--- START OF Selected extract ---

We can use this dataset about HackerNews to query with BigQuery word frequency about articles about topics. I was thinking about how SolarWinds appeared in the past compared to how it is appearing now (note we will need a new dataset to make the second query).  Let's find out using the BigQuery Hacker News dataset! I'll use the BigQuery Python client library to query the stories table of the hacker_news dataset where title contains solarWinds or SolarWinds.

Before I begin, note that in total size, the Hacker News BigQuery dataset is 14GB which is larger than most Kaggle Datasets (the file upload limit is 10GB uncompressed). It's not big in BigQuery terms, but it's still a good idea for me to avoid using SELECT * statements so that I don't query more than necessary against my 5TB monthly free quota.

Let's get started!

In [None]:
from google.cloud import bigquery
import pandas as pd



client = bigquery.Client()

# Using WHERE reduces the amount of data scanned / quota used
query = """
SELECT title, time_ts
FROM `bigquery-public-data.hacker_news.stories`
WHERE REGEXP_CONTAINS(title, r"(s|S)olarWinds")
ORDER BY time
"""

query_job = client.query(query)

iterator = query_job.result(timeout=30)
rows = list(iterator)

# Transform the rows into a nice pandas dataframe
headlines = pd.DataFrame(data=[list(x.values()) for x in rows], columns=list(rows[0].keys()))

# Look at the first 10 headlines
headlines.head(10)

Very cool! It was super quick and easy to pull down this data. A next step would be to **compare mentions of SolarWinds now**...but that will be for later.

--- END OF Selected extract ---
--- START OF Material shown ---

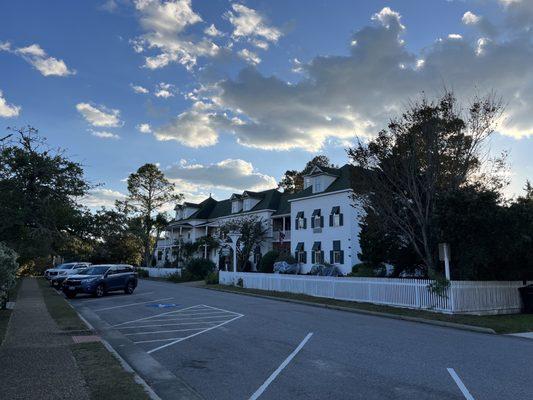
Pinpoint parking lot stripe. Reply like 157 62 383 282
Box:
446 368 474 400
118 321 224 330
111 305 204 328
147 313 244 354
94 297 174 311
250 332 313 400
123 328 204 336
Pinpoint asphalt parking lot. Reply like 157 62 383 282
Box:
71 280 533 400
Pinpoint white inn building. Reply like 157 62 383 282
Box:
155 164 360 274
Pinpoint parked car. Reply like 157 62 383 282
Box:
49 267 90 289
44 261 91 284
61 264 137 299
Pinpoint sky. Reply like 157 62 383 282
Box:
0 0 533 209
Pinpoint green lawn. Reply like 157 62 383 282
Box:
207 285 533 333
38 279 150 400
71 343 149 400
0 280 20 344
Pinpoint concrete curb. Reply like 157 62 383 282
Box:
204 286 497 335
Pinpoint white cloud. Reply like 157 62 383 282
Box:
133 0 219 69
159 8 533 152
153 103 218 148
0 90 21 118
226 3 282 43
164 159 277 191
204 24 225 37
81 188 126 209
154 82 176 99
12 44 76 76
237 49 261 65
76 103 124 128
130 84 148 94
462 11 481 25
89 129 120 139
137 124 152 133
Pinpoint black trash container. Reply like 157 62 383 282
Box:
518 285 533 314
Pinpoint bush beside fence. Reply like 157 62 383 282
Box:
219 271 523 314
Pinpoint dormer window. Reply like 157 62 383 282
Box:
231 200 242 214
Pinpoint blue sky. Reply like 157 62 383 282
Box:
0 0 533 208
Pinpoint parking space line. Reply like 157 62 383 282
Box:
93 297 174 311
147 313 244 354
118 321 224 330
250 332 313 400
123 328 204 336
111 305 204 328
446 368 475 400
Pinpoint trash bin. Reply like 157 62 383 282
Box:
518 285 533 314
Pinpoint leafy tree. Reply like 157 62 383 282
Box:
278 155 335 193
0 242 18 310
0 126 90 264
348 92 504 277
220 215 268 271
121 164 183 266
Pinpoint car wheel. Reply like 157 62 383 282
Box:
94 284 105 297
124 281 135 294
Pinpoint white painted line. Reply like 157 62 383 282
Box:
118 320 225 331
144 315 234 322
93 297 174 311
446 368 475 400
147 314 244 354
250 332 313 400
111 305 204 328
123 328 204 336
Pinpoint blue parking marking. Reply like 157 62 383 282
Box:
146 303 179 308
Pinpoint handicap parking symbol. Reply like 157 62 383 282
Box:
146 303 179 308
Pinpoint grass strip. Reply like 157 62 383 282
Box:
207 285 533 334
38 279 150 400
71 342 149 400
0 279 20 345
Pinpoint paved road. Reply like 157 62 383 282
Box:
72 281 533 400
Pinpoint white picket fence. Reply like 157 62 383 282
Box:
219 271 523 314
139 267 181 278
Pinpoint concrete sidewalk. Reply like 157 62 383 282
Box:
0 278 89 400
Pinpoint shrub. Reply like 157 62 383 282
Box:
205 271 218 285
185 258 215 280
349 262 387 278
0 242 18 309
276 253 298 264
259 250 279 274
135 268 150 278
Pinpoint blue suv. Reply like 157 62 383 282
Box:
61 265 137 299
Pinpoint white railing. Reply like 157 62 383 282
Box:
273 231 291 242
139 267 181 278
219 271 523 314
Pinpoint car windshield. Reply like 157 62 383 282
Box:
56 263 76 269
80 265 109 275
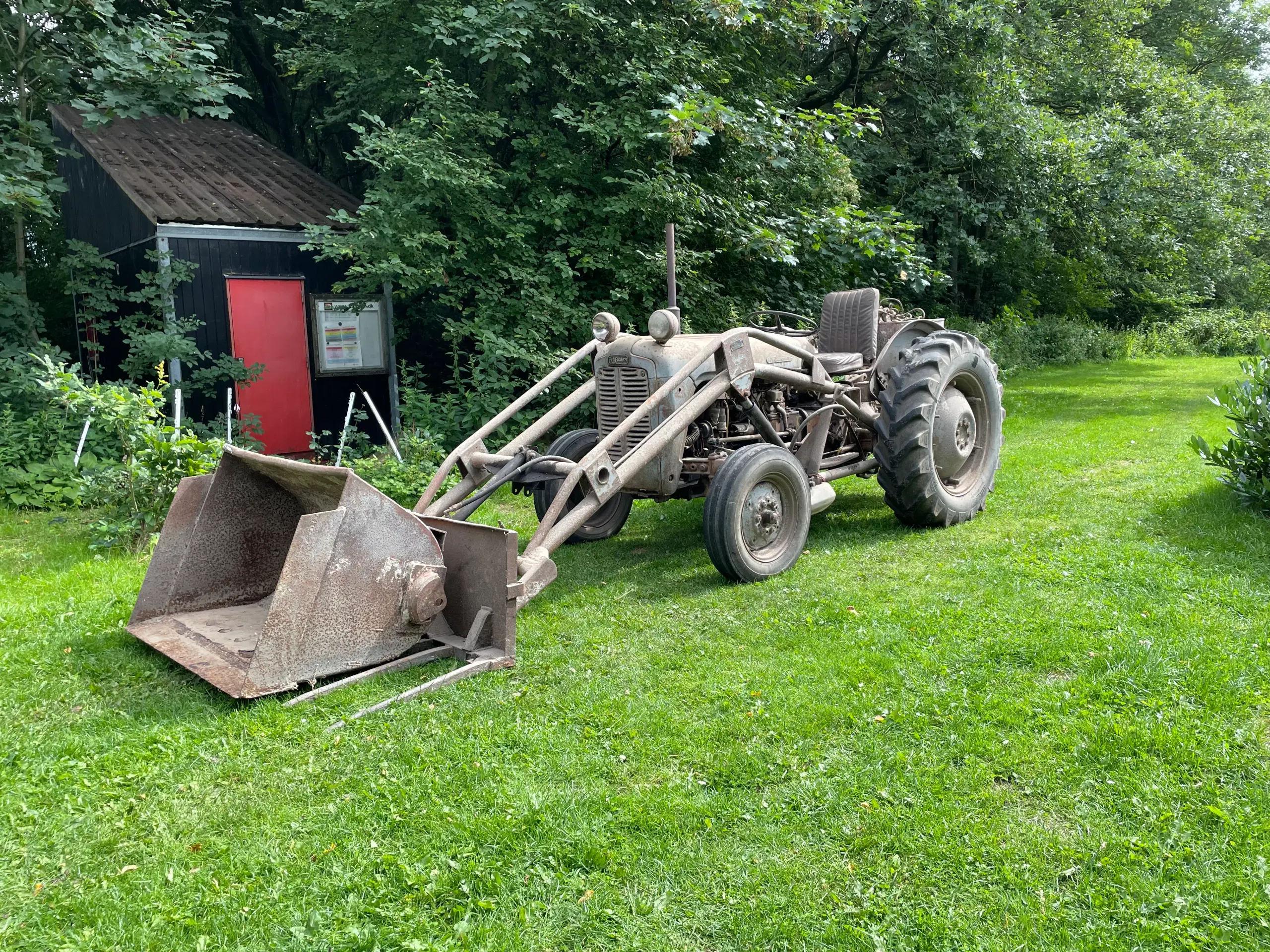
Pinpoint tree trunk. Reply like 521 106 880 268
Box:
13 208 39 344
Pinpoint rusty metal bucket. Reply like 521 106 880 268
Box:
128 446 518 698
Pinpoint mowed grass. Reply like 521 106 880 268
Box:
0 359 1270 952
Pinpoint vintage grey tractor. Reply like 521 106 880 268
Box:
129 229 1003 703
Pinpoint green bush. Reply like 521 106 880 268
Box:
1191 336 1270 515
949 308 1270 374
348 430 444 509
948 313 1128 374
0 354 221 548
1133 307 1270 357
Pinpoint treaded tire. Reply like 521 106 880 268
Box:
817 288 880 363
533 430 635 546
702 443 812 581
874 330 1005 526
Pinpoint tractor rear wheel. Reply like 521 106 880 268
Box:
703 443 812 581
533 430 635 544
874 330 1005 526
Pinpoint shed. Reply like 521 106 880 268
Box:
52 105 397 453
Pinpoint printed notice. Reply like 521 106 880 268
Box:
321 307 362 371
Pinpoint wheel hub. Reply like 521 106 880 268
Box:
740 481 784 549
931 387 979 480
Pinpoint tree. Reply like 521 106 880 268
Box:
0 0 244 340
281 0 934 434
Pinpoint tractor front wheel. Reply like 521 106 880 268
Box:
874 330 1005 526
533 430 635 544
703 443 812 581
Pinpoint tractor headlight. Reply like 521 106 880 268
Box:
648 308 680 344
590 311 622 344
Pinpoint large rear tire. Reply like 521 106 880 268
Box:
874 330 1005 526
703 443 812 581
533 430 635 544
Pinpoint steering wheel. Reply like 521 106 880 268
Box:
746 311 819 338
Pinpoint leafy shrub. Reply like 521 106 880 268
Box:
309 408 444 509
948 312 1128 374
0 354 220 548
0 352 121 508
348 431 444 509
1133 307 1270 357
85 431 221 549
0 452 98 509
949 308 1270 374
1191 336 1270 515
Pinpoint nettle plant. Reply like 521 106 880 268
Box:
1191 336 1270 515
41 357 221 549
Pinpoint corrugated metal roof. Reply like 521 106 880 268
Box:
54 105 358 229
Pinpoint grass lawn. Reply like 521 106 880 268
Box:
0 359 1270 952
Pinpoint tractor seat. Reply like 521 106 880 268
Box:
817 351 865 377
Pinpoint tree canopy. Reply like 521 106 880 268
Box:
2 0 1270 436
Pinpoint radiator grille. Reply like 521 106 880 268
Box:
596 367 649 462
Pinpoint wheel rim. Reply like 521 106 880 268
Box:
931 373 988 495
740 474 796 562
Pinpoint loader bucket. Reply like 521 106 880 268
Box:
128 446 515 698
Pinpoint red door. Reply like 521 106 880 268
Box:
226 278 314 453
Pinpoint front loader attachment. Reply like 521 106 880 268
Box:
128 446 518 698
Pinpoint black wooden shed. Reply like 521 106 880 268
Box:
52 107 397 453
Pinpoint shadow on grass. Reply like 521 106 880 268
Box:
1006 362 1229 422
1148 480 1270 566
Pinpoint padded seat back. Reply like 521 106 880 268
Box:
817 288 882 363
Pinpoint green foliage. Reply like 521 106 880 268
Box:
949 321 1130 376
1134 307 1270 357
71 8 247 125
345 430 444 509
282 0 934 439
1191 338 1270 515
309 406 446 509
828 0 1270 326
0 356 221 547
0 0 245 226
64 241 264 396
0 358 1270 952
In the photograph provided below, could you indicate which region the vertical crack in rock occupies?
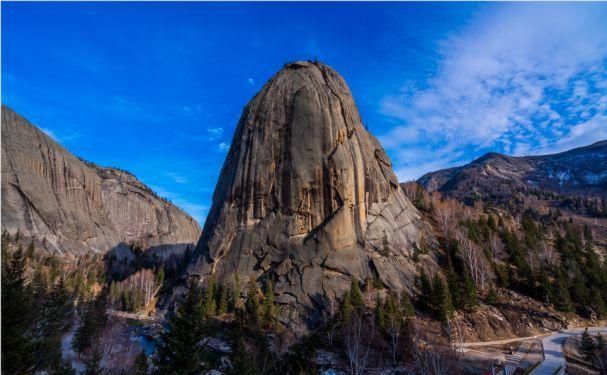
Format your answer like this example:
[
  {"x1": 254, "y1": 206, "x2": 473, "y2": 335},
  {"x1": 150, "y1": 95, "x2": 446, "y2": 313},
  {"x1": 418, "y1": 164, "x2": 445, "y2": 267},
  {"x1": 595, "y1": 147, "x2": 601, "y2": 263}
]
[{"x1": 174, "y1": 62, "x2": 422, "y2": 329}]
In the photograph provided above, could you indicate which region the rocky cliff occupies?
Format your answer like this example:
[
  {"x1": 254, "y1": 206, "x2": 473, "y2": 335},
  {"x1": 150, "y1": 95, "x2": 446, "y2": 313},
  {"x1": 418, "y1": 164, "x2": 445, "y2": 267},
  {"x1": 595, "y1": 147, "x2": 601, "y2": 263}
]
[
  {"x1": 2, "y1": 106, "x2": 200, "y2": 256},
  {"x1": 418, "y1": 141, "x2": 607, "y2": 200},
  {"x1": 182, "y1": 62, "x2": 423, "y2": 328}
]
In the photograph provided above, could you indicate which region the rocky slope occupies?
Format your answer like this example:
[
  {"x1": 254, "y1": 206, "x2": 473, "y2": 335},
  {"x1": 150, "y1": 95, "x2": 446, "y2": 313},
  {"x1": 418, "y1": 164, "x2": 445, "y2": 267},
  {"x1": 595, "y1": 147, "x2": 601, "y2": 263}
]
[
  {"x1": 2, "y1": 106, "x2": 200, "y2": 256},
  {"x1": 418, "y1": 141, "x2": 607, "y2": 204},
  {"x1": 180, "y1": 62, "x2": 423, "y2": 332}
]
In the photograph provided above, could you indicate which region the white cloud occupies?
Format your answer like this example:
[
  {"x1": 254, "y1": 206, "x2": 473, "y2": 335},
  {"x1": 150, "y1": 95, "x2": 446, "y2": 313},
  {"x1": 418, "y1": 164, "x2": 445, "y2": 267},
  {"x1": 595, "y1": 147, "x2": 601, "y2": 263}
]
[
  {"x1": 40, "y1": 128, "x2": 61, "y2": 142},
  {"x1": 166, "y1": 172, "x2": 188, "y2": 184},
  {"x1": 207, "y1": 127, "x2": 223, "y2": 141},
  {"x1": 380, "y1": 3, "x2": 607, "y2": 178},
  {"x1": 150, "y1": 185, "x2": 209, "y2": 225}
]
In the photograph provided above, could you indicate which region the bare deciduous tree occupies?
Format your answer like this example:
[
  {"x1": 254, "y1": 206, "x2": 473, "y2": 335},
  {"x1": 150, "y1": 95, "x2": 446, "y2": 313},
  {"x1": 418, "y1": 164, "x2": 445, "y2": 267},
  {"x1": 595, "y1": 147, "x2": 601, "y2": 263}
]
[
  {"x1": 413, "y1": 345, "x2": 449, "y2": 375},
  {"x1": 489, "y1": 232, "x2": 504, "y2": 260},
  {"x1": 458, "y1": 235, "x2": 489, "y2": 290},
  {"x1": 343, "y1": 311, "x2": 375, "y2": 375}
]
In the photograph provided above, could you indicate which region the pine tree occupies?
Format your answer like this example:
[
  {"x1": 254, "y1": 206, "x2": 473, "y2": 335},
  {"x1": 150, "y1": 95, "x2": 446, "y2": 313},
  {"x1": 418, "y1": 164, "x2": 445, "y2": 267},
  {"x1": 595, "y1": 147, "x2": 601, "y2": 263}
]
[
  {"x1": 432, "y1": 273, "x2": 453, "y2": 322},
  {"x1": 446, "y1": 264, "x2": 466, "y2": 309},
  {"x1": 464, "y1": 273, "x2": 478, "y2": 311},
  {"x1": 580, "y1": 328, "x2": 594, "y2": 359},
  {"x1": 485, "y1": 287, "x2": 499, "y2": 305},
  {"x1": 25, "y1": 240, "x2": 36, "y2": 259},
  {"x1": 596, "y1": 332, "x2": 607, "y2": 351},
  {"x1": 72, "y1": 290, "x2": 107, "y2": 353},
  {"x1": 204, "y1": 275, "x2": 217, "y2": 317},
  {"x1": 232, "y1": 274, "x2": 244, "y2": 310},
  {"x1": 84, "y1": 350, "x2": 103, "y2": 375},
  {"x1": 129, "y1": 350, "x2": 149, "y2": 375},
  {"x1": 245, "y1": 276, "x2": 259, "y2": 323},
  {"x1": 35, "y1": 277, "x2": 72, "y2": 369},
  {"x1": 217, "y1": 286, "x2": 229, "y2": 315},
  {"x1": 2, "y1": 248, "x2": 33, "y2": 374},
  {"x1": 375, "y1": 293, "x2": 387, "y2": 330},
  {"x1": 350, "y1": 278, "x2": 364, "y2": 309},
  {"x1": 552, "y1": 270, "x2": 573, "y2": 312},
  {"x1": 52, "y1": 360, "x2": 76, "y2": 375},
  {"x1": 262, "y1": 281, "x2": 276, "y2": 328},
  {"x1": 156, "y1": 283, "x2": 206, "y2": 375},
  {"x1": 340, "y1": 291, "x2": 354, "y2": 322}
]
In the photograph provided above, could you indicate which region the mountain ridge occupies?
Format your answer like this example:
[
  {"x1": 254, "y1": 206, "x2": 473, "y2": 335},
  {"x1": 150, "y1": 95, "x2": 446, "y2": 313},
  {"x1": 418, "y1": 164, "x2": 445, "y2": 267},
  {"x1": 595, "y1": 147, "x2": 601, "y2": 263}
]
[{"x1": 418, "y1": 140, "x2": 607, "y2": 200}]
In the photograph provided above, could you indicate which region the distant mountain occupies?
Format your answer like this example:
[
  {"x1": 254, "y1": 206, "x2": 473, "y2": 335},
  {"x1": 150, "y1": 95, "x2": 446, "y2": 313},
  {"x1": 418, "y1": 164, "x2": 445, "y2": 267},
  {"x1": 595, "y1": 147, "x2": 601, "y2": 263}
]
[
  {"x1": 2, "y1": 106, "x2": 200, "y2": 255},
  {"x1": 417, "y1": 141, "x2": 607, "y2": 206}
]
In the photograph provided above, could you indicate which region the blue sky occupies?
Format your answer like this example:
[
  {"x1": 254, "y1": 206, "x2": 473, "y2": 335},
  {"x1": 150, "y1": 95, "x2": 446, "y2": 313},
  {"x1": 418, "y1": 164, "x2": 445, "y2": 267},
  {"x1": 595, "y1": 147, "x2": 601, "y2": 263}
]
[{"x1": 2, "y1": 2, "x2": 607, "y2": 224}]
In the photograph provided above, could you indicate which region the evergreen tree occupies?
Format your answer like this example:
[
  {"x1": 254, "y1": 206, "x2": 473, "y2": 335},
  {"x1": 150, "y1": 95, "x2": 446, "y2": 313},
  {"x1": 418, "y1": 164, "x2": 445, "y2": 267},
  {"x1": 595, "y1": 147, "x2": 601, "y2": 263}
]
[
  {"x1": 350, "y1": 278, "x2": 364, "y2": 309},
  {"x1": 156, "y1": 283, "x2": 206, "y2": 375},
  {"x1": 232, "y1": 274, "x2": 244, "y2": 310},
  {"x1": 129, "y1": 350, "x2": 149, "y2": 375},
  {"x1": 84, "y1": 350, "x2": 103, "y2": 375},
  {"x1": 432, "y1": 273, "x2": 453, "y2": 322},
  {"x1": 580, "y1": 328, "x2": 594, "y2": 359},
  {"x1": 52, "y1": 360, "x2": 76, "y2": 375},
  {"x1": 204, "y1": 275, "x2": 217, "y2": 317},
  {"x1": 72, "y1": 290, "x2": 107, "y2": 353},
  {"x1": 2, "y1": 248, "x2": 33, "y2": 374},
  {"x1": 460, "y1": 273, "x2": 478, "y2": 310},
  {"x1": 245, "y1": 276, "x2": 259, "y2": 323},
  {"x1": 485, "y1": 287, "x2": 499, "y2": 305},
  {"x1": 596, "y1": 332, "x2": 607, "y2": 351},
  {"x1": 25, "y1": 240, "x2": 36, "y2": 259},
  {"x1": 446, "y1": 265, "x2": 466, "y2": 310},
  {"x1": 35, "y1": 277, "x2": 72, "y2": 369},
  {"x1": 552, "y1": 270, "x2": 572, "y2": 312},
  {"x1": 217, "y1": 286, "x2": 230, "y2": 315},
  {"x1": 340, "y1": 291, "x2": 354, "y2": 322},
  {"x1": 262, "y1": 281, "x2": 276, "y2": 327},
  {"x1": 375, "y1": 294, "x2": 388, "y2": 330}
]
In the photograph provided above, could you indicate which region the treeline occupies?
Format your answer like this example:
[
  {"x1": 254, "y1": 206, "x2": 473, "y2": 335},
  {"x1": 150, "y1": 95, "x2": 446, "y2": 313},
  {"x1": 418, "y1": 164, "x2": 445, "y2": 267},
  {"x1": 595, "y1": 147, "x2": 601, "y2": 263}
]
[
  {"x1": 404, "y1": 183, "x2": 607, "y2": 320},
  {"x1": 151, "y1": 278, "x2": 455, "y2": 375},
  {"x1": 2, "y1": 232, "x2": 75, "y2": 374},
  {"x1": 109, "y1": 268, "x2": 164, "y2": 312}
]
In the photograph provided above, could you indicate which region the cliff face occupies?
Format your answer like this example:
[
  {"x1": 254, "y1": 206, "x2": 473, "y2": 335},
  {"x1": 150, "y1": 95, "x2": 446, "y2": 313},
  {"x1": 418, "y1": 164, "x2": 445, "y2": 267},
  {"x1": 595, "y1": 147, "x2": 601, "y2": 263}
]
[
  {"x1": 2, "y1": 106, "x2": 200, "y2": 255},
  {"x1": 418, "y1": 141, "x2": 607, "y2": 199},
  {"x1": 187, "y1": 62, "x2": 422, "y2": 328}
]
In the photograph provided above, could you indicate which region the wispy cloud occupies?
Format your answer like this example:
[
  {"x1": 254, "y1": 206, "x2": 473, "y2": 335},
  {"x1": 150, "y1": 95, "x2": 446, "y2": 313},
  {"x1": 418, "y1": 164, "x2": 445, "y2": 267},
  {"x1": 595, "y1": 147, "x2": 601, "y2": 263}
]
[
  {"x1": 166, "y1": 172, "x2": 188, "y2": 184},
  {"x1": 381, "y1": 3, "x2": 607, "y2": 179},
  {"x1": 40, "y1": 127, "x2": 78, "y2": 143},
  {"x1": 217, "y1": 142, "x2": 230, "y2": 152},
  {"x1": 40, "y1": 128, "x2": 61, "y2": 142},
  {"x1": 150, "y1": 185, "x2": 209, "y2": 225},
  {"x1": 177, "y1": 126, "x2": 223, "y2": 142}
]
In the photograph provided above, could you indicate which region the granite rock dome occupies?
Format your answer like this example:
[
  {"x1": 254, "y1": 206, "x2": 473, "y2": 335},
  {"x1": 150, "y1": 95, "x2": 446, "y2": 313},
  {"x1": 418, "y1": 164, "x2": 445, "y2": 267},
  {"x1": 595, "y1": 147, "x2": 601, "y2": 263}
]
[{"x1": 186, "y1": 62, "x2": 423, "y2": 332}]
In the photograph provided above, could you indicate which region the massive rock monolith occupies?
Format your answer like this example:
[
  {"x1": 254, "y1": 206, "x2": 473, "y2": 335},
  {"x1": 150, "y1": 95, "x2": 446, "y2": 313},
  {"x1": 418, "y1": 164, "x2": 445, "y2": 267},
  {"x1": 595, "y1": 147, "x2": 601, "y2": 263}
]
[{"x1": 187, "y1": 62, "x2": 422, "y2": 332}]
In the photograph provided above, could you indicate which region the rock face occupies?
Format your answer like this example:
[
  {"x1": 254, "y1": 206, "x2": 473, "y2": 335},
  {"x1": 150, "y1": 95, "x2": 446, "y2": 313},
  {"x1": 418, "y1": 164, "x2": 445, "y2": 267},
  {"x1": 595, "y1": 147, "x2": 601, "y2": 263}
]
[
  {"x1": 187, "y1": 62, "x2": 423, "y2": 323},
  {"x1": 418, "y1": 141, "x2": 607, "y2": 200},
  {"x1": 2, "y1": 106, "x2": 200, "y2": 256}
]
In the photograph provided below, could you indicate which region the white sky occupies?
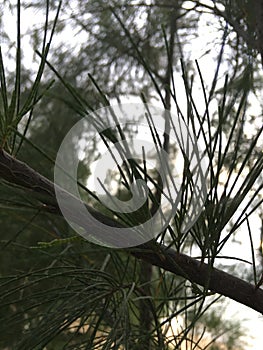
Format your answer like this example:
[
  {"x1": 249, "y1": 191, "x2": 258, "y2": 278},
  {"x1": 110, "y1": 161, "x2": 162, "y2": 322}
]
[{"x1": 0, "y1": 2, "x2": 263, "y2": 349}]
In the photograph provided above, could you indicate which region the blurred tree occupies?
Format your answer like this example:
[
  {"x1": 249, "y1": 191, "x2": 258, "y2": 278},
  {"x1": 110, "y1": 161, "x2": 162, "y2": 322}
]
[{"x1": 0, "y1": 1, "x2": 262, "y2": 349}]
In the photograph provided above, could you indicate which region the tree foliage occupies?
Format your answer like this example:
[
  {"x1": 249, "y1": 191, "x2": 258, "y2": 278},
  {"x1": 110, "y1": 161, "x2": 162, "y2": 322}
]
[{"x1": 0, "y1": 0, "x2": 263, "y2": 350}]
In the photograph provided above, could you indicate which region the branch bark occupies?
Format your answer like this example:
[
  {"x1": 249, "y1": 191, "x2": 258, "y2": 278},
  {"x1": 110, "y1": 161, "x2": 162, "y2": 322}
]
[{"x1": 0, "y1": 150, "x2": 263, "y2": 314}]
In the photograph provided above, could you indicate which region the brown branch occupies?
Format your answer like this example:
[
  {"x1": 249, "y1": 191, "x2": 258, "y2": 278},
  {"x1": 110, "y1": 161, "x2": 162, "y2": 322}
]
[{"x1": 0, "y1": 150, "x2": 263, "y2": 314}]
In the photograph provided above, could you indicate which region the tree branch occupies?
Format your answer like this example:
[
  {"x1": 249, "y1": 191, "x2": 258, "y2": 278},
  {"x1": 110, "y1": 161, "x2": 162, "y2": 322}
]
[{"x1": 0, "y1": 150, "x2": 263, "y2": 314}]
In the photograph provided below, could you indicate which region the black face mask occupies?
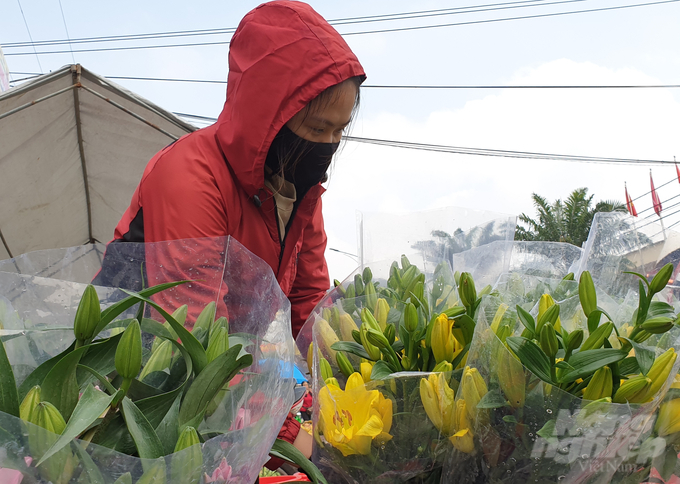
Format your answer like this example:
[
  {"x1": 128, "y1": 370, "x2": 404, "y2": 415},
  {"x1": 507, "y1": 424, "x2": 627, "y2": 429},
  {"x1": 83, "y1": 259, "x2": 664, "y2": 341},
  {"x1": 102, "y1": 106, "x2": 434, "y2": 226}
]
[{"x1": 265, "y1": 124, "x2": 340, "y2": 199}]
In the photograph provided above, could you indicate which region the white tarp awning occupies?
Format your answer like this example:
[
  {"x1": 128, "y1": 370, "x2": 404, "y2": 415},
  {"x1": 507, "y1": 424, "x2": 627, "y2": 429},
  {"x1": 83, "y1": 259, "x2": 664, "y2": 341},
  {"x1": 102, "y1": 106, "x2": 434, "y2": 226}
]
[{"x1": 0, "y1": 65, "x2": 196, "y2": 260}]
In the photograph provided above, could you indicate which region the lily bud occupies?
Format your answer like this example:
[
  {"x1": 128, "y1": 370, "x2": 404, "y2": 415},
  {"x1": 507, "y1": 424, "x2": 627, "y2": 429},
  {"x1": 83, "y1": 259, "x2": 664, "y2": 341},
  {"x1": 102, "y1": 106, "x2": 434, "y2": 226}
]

--- END OF Material shown ---

Aim A ▸
Write out the part of the Hacker News query walkthrough starting with "Before I begin, note" and going on through "Let's get started!".
Aim B ▸
Answer these from the Hacker News query walkthrough:
(i) What is the total size of the Hacker News BigQuery dataset?
(ii) How large is the monthly free quota the author wants to stay within?
(iii) Which two columns does the query select?
Aim C ▸
Pick up the Hacker News query walkthrough after its final sentence and keep it going.

Written reply A ▸
Before I begin, note that in total size, the Hacker News BigQuery dataset is 14GB which is larger than most Kaggle Datasets (the file upload limit is 10GB uncompressed). It's not big in BigQuery terms, but it's still a good idea for me to avoid using SELECT * statements so that I don't query more than necessary against my 5TB monthly free quota.

Let's get started!

Written reply B ▸
(i) 14GB
(ii) 5TB
(iii) title and time_ts

Written reply C ▸
Alright, now that the headlines in a nice dataframe, I think the natural next step is to create a word cloud. Let's go ahead and do that and see what stands out.

In [None]:
import wordcloud
import matplotlib.pyplot as plt

words = ' '.join(headlines.title).lower()
cloud = wordcloud.WordCloud(background_color='black',
                            max_font_size=200,
                            width=1600,
                            height=800,
                            max_words=300,
                            relative_scaling=.5).generate(words)
plt.figure(figsize=(20,10))
plt.axis('off')
plt.savefig('SolarWinds-hackernews.png')
plt.imshow(cloud);

Great! Let me know what you think about using the BigQuery Python client libraries to query BigQuery datasets. If you want to try it out yourself, I recommend a few resources:

Sohier's "Getting Started" kernel will show you the basics plus he shares more about the BigQuery API here.

Check out these tips for managing resources in BigQuery (so you don't exhaust your 5TB too quickly).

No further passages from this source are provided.